Pointing dataset records:
-.-.-

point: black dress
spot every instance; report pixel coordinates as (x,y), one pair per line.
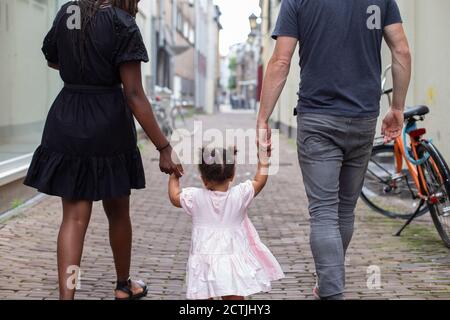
(89,146)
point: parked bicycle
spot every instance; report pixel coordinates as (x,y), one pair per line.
(162,118)
(410,177)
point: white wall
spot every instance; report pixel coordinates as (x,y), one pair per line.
(427,24)
(25,97)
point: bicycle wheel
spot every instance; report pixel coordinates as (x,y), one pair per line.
(388,192)
(437,178)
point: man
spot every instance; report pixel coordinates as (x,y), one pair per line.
(339,103)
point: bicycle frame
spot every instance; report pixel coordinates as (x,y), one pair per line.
(415,170)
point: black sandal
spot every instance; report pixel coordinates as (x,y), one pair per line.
(124,286)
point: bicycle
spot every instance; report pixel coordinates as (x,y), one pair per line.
(405,181)
(162,118)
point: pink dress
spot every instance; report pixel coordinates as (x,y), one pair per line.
(227,256)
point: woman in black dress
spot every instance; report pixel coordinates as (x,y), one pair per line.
(89,146)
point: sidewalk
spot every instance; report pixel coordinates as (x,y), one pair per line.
(417,265)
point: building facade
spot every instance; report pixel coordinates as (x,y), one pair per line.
(427,24)
(28,87)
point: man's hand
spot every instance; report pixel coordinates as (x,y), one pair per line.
(392,124)
(264,138)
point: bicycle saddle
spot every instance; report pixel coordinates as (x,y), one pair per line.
(416,111)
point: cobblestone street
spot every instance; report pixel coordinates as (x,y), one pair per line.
(417,265)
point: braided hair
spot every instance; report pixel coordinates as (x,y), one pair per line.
(217,165)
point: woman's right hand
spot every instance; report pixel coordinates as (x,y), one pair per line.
(167,163)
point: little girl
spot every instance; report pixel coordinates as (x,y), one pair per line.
(227,258)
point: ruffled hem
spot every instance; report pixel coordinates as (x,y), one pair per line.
(85,178)
(212,276)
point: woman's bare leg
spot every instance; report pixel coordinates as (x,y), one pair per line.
(120,236)
(76,217)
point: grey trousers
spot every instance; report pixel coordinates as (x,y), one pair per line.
(334,153)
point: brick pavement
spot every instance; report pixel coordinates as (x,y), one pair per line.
(416,265)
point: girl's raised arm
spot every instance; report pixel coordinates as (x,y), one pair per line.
(175,191)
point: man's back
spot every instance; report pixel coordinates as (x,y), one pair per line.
(340,59)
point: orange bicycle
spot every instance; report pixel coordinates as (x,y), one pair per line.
(409,178)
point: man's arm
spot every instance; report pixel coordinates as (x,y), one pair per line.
(274,81)
(401,63)
(401,73)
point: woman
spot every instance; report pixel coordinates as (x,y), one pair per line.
(89,146)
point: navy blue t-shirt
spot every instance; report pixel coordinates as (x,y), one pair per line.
(340,52)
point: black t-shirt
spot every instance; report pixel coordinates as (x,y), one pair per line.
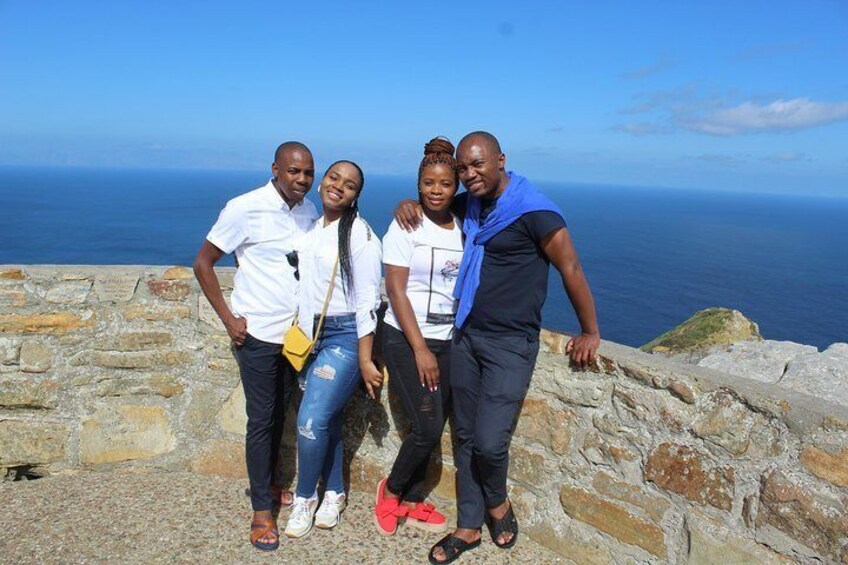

-.-.-

▶ SHORT EXERCISE: Copy out all of the items above with every "spot every instance" replaced by "locate each instance", leaving the rest unchanged. Leave the pictures out.

▶ SOLUTION TO THIS EXERCISE:
point: black dress
locate each instance; report pixel coordinates as (x,y), one pair per line.
(89,146)
point: parked bicycle
locate each instance; report pixel coordinates as (x,y), one pair per line.
(162,118)
(410,177)
point: white wall
locate each instance; report pixel coordinates as (x,y), one pair per line.
(427,24)
(25,97)
point: bicycle wheel
locate each instance; report pixel coordinates as (x,y), one pair per line.
(388,192)
(437,178)
point: man
locate each instance; report pixel coordinates as (x,y), one pair per line.
(339,103)
point: bicycle frame
locate each instance; report pixel coordinates as (x,y), one pair per line.
(415,170)
point: black sandal
locate each instance; report pixel coordinates as (x,y), one pair per line.
(124,286)
point: bicycle
locate each instance; report pixel coordinates as (x,y), one pair per line.
(405,181)
(162,118)
point: pink dress
locate each instance; report pixel coordinates as (x,y), one pair per line.
(227,256)
point: woman in black dress
locate each instance; report pixel coordinates as (x,y), one pair per line.
(89,146)
point: sidewalk
locate each instance; report pixel coordinates as (x,y), one pair per line.
(417,265)
point: building facade
locate each instance; report pixel coordinates as (x,y), one pair per line.
(427,24)
(28,87)
point: man's hand
locate each instance; report pixel coordinates as (x,y), one pair per line.
(392,124)
(264,138)
point: bicycle saddle
locate each instance; report pixel coordinates as (x,y), one pair per line.
(416,111)
point: cobblestone street
locate each instance; report pixel coordinates as (x,y), one pair per line.
(417,265)
point: braided hair
locate each instance; report pixel coordinates as (x,y), one pair per line.
(217,165)
point: woman's right hand
locate each instance; report pixel coordinates as (x,y), one pair per line.
(167,163)
point: little girl
locate each instance; report pixel coordinates as (x,y), one pair per line.
(227,258)
point: ruffled hem
locate each instance; report pixel coordinates as (x,y), one pair per line.
(85,178)
(212,276)
point: woman's bare leg
locate each instance; report pixel coordinates as (x,y), one pair per line.
(120,236)
(76,217)
point: grey trousers
locate each instance; report pixel coordinates as (x,y), one pair per line.
(334,153)
point: brick pavement
locate each instance; report pixel coordinates as (x,y), one pair per line.
(416,265)
point: girl's raised arm
locate each instance; report pixel coordinates as (x,y), one pair per line.
(175,191)
point: man's back
locate each instance; report pixel coordinates as (x,y), one pair per line.
(340,59)
point: orange bicycle
locate each instance; report pixel coordinates as (x,y), one pair per line.
(409,178)
point: man's arm
locate each instance; report pixel coordinates as (x,y), one pair per line.
(274,81)
(401,63)
(401,73)
point: woman
locate each instance; report pixel coordinates as (x,y), one pair per line.
(89,146)
point: navy blue t-shirt
locate each instance; report pixel coordinates as (x,y), one pair per line.
(340,52)
point: black t-shirt
locate each instance; report pixel coordinates as (x,y), one pair per line.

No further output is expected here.